Source records:
----------------

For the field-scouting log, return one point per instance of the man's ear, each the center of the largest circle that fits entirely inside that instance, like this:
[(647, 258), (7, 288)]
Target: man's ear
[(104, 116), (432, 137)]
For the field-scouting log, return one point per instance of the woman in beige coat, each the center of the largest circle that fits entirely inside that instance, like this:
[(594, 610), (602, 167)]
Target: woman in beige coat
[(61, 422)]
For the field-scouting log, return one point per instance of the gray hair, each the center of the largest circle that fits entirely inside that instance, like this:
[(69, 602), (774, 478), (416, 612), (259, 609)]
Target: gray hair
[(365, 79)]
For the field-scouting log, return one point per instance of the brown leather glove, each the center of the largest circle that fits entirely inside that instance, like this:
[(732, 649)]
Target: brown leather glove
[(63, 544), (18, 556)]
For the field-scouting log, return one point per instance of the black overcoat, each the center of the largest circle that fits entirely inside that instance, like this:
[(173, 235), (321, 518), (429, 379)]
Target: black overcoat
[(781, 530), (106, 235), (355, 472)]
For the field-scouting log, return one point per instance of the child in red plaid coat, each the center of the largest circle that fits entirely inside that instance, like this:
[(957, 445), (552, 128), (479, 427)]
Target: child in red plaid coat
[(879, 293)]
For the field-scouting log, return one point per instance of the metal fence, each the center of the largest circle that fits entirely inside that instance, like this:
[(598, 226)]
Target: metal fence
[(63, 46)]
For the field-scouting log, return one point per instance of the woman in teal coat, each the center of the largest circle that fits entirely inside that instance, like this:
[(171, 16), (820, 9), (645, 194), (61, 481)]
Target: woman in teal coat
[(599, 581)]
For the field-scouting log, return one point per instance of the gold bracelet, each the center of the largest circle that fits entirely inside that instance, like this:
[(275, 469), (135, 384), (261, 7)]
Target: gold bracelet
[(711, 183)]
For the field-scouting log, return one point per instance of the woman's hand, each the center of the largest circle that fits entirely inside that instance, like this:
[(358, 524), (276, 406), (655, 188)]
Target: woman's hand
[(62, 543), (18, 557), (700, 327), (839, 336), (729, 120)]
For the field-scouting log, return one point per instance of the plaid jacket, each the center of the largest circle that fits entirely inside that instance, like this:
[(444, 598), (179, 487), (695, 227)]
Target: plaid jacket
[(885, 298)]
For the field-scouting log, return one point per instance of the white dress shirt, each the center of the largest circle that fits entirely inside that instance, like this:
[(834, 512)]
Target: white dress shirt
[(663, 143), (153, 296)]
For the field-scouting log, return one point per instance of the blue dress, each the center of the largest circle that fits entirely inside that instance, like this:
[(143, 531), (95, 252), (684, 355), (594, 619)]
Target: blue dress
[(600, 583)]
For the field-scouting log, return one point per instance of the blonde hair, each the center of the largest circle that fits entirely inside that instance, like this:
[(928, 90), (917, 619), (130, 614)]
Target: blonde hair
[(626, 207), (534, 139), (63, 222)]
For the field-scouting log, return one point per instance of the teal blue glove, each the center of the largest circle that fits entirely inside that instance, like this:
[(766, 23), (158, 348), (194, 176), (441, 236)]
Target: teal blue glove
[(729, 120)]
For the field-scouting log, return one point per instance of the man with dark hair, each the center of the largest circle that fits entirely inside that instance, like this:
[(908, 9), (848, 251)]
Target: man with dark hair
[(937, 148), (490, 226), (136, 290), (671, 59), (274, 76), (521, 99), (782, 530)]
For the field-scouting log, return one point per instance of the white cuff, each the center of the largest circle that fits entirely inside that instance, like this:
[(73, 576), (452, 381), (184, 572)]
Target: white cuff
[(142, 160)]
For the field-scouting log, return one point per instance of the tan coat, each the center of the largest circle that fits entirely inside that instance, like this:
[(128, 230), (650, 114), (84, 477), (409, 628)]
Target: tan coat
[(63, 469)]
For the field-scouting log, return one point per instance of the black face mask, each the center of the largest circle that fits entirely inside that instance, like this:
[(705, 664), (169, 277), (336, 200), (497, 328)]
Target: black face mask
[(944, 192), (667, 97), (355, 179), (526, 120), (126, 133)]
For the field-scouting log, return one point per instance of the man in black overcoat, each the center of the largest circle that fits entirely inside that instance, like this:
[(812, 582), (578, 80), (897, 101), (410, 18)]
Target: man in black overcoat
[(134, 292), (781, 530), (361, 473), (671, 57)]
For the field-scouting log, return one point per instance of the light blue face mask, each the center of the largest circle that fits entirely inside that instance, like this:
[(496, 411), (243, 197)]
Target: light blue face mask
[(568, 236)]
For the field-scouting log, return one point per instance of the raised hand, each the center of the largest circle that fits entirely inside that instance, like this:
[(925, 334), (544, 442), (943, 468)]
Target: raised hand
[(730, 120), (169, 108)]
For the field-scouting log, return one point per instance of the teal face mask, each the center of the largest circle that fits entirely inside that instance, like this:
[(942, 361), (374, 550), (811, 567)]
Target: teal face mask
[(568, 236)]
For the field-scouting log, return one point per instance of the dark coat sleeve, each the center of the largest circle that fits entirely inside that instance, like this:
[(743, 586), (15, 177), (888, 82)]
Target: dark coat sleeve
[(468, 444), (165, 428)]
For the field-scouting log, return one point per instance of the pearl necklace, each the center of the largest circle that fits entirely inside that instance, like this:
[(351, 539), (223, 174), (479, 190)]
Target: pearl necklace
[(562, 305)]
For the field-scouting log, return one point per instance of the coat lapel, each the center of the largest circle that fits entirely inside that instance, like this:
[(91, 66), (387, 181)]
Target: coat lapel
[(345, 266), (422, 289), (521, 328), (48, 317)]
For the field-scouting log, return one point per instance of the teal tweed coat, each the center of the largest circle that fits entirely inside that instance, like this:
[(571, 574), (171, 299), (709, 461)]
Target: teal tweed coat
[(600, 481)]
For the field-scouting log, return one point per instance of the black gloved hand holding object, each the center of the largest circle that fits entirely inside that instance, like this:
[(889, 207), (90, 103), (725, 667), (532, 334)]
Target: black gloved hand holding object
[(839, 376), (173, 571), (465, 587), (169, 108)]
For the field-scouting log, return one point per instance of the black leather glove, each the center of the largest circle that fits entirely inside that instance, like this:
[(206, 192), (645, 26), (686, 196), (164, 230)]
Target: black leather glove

----------------

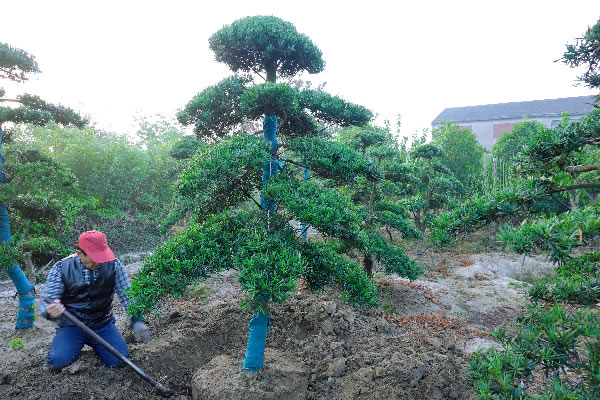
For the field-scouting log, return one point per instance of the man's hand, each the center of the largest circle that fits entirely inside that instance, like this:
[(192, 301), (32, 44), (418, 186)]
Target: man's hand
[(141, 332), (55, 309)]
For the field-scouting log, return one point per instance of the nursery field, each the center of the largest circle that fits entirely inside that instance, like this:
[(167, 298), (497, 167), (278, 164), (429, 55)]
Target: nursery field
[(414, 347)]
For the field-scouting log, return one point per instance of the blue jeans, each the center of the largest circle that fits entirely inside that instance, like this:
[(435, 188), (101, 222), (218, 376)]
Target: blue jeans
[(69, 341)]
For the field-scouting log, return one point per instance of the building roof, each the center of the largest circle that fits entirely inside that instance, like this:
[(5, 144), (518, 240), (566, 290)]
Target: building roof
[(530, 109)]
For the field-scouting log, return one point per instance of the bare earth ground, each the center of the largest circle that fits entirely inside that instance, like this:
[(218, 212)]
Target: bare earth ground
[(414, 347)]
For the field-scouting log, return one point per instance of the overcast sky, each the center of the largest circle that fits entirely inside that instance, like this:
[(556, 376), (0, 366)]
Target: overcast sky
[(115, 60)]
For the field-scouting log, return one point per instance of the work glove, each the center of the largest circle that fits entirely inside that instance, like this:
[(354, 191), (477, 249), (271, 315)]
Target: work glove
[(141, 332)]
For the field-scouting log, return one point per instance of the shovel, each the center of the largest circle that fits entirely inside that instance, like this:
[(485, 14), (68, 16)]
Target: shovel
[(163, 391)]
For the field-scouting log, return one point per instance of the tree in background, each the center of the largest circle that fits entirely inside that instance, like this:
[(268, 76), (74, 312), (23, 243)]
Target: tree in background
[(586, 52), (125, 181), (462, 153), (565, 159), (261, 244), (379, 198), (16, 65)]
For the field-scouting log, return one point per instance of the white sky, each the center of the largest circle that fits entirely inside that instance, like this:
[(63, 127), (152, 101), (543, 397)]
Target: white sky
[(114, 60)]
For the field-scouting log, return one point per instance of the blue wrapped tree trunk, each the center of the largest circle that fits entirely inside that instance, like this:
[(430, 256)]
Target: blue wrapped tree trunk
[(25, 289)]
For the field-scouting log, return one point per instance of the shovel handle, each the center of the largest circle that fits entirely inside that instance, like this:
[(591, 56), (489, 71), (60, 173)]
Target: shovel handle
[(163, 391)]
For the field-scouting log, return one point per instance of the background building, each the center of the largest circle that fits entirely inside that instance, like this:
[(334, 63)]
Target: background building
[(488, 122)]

----------------

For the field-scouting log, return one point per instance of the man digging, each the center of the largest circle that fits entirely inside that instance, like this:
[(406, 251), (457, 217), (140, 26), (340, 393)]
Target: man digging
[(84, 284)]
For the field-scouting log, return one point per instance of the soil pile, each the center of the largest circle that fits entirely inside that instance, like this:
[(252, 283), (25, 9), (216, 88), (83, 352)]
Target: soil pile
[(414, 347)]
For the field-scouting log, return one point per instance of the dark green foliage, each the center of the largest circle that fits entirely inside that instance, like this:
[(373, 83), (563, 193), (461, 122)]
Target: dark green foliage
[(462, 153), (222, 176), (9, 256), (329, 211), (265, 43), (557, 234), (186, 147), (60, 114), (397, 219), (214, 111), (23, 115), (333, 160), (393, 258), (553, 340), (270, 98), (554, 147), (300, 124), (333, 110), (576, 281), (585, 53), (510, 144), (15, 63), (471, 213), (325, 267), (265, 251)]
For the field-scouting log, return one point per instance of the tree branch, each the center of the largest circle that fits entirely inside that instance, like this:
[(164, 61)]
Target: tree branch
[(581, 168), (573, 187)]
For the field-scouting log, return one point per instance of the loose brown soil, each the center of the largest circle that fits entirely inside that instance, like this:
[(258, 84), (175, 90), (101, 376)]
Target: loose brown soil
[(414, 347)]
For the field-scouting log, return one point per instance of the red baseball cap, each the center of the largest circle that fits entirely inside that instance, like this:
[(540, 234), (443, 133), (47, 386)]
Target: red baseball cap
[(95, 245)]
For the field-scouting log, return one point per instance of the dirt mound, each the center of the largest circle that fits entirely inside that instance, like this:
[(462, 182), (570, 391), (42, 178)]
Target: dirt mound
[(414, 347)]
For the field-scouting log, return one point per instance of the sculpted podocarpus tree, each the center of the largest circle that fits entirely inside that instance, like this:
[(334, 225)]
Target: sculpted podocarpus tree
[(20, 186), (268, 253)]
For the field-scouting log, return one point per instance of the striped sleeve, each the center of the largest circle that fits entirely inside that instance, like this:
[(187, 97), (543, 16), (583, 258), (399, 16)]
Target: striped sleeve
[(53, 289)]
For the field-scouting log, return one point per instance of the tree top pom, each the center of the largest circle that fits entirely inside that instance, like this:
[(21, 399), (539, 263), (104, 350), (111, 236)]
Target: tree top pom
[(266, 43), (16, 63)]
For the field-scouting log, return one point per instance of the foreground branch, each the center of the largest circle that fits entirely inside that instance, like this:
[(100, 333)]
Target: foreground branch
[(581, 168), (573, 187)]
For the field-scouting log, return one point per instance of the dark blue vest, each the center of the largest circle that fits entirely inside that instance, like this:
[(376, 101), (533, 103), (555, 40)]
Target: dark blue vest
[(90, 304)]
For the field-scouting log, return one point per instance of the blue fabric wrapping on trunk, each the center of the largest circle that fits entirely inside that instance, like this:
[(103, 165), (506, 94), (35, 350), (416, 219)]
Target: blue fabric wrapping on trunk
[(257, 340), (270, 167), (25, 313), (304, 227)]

----------------

• JOB: Change "background building" to "distant barn" in the records from the line with "shovel handle, each" up to and including the line with "[(488, 122)]", leaving everything else the same. Give back only those lines.

• SOLVED PROBLEM:
For the field-scouting log, return one point per instance of the shovel handle, each the center of the largest circle that fits entirely inside that instance, like this:
[(591, 56), (489, 71), (60, 173)]
Target: shovel handle
[(163, 391)]
For the field-scouting log, return one point per instance of the distant barn, each the center of the largest circle that fits entirely inside that instance, like this:
[(334, 63)]
Target: distant barn
[(488, 122)]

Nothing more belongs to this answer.